PARTS OF THE EXERCISE –
A – In the passage on urbanization and flood processes, how many small watersheds in Maryland did Klein (1979) study?
B – Pull out every line of the listing that contains the word "green".

SOURCE DOCUMENT –
_ _ _ _ _

Analysis of impacts of polders on flood processes in Qinhuai River Basin, China, using the HEC-RAS model

The hydrological effects of urbanization have been receiving increasing attention. The increasing impervious area due to the land use and land cover change caused by urbanization has been found to have a profound impact on urban hydrological process (Liu et al. 2011; Yerramilli 2012; Zhang & Song 2014). The impact of urbanization on the hydrological cycle in urban areas includes changes to rainfall, evaporation, and runoff (Song & Zhu 2008; Zhang 2012). Increasing impervious area due to urbanization leads to the corresponding increase of the runoff coefficient, resulting in magnified flood volumes and advanced peak flows in flood processes (He et al. 2003; O'Driscoll et al. 2010; Hamel et al. 2013; Schirmer et al. 2013). Hammer (1972) found that hydrological processes would be greatly affected when the impervious percentage of a drainage reaches 10% or more (Hammer 1972). Klein (1979) studied 23 small watersheds in Maryland and concluded that baseflow was negatively correlated with watershed imperviousness (Klein 1979). Ng & Marsalek (1992) found that peak flows and flood volumes would increase by 20% when the impervious rate of a basin increases two times (Ng & Marsalek 1992). Jennings & Jarnagin (2002) found that urban expansion would increase river runoff (Jennings & Jarnagin 2002). Zhou et al. (2013) analyzed the influence of urbanization on the hydrological processes in the Yangtze River Delta region, and pointed out that the surface runoff and baseflow respond strongly to urbanization (Zhou et al. 2013).

_ _ _ _ _

SUPPLIED DATA –
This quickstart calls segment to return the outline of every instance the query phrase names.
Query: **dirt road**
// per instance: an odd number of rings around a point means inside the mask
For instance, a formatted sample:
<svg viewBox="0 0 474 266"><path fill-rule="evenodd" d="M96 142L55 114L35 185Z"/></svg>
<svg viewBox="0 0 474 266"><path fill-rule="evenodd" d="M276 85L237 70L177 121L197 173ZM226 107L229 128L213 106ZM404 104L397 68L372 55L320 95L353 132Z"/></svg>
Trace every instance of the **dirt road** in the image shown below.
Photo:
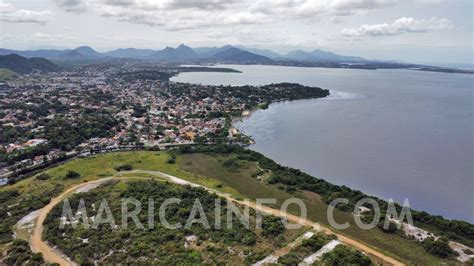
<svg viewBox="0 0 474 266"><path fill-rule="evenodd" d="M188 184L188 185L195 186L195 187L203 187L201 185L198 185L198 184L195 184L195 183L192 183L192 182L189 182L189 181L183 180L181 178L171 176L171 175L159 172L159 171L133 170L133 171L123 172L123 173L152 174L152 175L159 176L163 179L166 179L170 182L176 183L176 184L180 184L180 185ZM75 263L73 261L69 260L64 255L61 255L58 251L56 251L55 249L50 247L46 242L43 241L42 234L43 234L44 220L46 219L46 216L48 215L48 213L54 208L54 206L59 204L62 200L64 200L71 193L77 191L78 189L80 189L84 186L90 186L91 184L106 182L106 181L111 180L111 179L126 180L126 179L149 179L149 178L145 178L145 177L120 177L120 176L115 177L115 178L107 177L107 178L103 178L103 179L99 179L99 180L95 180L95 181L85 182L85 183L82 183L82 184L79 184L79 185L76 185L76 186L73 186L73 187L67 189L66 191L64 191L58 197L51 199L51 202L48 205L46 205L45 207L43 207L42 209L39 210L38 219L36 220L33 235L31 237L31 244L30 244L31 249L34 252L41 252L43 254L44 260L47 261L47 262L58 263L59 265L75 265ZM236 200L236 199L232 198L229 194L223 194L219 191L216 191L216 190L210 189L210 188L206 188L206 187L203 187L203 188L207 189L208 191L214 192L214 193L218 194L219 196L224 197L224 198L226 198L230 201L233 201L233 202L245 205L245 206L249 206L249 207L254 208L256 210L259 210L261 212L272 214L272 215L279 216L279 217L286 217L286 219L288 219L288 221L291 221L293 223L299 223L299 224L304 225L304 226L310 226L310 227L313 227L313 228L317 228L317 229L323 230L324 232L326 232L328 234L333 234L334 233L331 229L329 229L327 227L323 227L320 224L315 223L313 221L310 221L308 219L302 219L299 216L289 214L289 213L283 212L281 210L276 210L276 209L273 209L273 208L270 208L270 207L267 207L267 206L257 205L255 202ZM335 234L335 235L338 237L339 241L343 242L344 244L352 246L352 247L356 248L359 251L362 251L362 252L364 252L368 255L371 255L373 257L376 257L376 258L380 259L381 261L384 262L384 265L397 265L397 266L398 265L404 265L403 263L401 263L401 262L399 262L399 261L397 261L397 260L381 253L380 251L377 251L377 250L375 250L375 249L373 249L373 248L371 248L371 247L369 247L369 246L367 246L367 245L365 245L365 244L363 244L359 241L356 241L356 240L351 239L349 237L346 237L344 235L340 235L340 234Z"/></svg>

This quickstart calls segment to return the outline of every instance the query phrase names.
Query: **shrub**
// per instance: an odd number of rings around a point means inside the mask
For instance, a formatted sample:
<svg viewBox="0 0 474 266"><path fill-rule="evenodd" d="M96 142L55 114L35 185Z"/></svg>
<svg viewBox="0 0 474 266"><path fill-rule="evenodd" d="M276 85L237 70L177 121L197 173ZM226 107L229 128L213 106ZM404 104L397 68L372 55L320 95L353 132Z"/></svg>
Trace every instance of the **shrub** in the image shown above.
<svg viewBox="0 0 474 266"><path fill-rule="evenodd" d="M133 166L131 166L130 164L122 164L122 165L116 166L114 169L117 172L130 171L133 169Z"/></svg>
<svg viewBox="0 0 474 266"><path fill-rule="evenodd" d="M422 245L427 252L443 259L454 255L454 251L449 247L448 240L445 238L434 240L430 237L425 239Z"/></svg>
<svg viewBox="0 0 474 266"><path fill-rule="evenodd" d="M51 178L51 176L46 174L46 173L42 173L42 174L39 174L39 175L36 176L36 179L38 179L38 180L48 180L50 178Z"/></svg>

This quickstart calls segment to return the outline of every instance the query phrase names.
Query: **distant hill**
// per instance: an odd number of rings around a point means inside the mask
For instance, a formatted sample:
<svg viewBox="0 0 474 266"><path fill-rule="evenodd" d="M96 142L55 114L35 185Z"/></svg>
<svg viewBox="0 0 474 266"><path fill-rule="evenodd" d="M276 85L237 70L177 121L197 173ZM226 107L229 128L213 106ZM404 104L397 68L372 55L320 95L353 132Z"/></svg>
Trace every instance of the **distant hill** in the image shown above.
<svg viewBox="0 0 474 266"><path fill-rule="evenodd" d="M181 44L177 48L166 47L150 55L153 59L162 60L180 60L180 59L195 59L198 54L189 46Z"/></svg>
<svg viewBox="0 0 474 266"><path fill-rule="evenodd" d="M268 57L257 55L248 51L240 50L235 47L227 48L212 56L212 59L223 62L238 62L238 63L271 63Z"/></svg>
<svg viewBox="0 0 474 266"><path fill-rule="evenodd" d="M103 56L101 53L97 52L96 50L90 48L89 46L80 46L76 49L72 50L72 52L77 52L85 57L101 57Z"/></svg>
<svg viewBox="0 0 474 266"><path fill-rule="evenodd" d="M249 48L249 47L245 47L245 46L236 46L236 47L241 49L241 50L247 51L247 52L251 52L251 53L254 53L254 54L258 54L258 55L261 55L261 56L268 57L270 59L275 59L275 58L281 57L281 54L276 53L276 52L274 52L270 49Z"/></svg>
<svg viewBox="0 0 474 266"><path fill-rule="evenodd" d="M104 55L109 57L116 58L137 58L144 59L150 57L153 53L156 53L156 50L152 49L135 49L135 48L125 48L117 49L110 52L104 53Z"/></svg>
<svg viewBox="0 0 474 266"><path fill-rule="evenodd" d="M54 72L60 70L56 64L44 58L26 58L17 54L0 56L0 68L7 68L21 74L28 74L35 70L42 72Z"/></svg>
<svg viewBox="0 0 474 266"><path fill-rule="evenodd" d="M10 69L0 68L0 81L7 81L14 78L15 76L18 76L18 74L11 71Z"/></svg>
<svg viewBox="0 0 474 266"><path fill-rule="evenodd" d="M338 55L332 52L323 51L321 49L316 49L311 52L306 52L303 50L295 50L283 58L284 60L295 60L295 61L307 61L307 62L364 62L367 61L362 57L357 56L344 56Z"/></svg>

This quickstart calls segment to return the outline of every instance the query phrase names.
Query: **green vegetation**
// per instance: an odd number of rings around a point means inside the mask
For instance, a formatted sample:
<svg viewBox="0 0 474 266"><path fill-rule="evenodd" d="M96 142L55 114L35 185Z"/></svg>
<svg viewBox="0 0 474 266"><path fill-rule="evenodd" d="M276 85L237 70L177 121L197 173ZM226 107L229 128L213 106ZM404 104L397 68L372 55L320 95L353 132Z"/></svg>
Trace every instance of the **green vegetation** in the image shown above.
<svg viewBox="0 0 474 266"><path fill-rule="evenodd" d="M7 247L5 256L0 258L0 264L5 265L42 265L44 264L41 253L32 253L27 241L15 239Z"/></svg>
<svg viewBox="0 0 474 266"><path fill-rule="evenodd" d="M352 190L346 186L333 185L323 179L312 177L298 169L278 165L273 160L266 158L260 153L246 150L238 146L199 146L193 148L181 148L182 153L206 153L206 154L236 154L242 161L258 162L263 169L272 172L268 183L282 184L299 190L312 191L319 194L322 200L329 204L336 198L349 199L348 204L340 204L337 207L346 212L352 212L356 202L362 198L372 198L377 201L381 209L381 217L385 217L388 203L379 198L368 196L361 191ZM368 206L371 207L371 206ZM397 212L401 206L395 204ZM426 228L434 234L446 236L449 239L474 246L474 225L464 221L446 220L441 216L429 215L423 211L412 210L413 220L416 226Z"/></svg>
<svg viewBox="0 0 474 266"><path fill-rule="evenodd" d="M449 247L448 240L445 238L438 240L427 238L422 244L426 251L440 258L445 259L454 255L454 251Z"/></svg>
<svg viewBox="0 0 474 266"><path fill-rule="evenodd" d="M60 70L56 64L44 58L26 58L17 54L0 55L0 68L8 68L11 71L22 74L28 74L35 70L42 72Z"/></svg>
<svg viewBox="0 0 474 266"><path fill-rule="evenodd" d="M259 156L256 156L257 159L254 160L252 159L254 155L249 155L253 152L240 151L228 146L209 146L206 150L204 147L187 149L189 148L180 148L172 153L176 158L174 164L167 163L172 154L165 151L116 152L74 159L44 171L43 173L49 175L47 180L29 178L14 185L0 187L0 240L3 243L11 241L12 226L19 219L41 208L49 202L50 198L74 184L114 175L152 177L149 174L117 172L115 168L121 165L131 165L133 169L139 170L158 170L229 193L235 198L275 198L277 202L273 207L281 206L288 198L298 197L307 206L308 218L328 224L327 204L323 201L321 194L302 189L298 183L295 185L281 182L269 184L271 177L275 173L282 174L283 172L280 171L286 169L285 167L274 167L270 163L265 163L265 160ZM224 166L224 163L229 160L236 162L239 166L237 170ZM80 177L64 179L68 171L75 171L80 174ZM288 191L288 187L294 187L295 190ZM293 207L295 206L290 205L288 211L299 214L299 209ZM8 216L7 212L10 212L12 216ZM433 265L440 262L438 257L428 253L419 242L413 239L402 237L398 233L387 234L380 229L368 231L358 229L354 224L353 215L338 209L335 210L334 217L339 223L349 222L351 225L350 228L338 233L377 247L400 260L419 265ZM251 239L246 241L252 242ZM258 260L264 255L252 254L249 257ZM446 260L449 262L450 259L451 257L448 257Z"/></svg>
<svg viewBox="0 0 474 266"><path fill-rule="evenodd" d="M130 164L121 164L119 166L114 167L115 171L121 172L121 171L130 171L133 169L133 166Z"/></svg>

_ _ _ _ _

RESULTS FOR EACH TASK –
A – 23

B –
Query: **green vegetation**
Trace every instance of the **green vegetation** in the image shown above.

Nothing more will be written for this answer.